In the listing below, find the line holding "Target: person standing on grass" and the line holding "Target: toddler walking". Write out those two lines and all lines between, exactly, and nothing more.

Segment Open

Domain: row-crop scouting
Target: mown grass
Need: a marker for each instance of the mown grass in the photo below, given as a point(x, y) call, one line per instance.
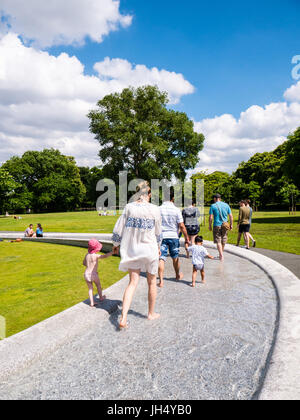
point(38, 281)
point(273, 230)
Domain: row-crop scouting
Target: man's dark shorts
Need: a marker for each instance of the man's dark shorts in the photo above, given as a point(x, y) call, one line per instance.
point(244, 228)
point(169, 245)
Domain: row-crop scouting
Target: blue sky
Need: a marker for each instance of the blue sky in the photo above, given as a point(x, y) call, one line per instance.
point(226, 64)
point(234, 54)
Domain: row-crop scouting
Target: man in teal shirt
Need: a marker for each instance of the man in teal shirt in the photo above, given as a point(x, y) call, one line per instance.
point(219, 212)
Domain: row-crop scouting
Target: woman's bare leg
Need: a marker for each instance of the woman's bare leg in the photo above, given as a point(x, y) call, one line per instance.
point(152, 292)
point(99, 288)
point(128, 295)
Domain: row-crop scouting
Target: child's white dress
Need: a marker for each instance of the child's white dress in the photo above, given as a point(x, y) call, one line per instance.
point(138, 231)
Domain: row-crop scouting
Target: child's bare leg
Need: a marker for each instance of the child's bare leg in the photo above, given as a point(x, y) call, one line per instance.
point(194, 277)
point(202, 275)
point(152, 292)
point(128, 295)
point(187, 251)
point(161, 269)
point(99, 288)
point(91, 293)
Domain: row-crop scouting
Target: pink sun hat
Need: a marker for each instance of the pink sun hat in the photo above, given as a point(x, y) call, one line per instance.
point(94, 246)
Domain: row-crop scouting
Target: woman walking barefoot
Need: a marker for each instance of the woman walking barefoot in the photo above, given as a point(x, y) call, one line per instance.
point(138, 233)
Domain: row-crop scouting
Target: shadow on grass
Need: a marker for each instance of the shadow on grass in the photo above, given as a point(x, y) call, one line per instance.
point(277, 220)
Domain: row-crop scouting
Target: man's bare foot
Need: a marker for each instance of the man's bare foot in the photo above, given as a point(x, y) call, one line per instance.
point(153, 317)
point(123, 325)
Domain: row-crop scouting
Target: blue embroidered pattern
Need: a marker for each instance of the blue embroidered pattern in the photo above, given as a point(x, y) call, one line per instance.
point(116, 238)
point(159, 238)
point(145, 224)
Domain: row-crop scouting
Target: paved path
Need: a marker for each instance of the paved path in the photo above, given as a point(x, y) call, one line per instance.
point(210, 343)
point(290, 261)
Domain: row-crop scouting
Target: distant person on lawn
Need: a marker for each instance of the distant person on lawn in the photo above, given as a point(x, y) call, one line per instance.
point(172, 223)
point(248, 202)
point(218, 213)
point(191, 216)
point(29, 232)
point(244, 223)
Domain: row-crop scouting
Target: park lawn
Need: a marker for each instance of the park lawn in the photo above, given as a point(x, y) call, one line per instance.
point(38, 281)
point(277, 231)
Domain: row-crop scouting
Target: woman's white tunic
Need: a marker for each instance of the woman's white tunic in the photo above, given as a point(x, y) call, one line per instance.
point(138, 231)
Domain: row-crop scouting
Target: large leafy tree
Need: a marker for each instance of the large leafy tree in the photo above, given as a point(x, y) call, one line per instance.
point(7, 188)
point(90, 178)
point(48, 181)
point(138, 133)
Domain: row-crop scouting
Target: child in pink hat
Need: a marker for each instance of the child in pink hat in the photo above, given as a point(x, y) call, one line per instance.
point(91, 273)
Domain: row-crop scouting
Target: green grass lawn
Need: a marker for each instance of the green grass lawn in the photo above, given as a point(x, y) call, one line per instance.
point(272, 230)
point(38, 281)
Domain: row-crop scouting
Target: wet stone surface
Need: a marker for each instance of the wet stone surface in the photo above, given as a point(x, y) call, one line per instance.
point(210, 343)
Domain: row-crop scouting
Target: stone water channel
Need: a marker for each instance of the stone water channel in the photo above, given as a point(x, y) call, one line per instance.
point(211, 342)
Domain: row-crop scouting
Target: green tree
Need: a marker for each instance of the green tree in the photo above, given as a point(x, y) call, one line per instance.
point(90, 178)
point(291, 165)
point(216, 182)
point(138, 133)
point(48, 181)
point(7, 188)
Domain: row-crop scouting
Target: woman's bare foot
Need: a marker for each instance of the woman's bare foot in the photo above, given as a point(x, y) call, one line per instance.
point(153, 317)
point(123, 325)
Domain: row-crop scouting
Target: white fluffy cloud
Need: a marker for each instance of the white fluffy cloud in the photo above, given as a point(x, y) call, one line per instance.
point(44, 99)
point(230, 141)
point(119, 73)
point(66, 22)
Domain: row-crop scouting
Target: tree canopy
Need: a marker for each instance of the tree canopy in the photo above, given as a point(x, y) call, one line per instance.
point(45, 181)
point(139, 134)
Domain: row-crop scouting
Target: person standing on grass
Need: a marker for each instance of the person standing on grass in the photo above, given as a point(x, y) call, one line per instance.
point(191, 222)
point(248, 202)
point(218, 213)
point(172, 223)
point(29, 232)
point(138, 234)
point(244, 223)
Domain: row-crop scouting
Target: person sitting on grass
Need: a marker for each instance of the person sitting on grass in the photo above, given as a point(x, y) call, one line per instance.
point(198, 254)
point(91, 273)
point(29, 232)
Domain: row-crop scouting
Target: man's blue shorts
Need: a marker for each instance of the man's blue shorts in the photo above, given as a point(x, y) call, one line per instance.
point(169, 245)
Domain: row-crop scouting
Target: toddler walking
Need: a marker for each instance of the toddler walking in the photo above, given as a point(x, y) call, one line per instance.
point(91, 273)
point(198, 254)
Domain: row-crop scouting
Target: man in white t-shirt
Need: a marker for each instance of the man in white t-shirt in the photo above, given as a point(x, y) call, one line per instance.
point(172, 223)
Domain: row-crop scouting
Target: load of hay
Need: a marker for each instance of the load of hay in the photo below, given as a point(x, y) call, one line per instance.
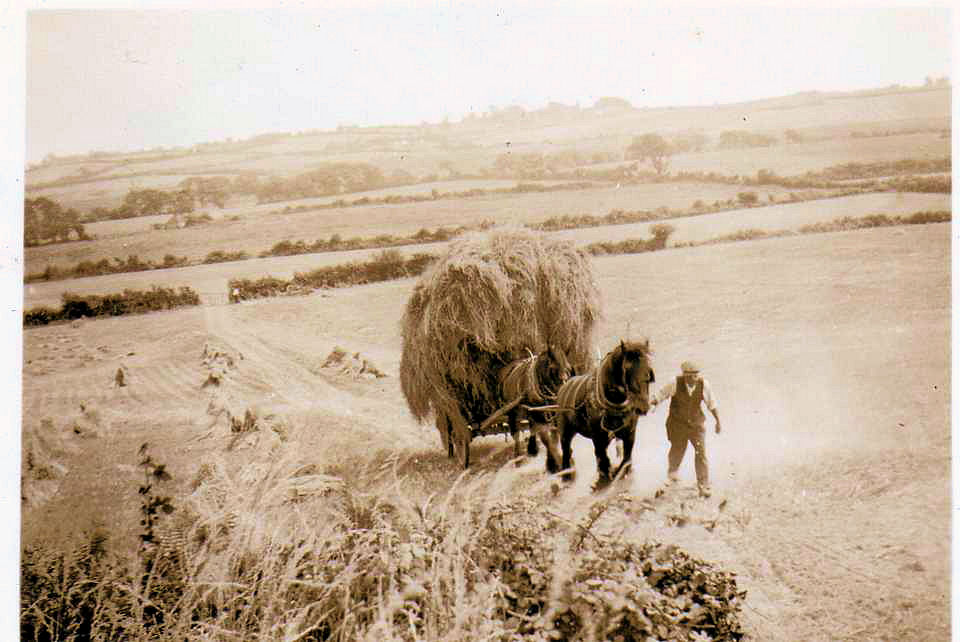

Segment Closed

> _Answer box_:
Target: person standing on grass
Need: a marker for each instance of the person standing on grass in the photo above, given as a point(x, y) call, one line per instance.
point(191, 222)
point(248, 202)
point(218, 213)
point(172, 223)
point(29, 232)
point(138, 234)
point(244, 223)
Domain: row-crop scouting
Target: person sitting on grass
Need: a marker for each instance of the person sitting on grass in the photo above, given as a point(x, y) call, one line per instance.
point(198, 254)
point(91, 273)
point(29, 232)
Domain: row-crop scouting
Target: man's blue shorts
Need: a marker for each instance of the man's blue shorts in the photo above, given as a point(x, y) call, one line per instance.
point(169, 245)
Domain: row-crop scouting
Target: toddler walking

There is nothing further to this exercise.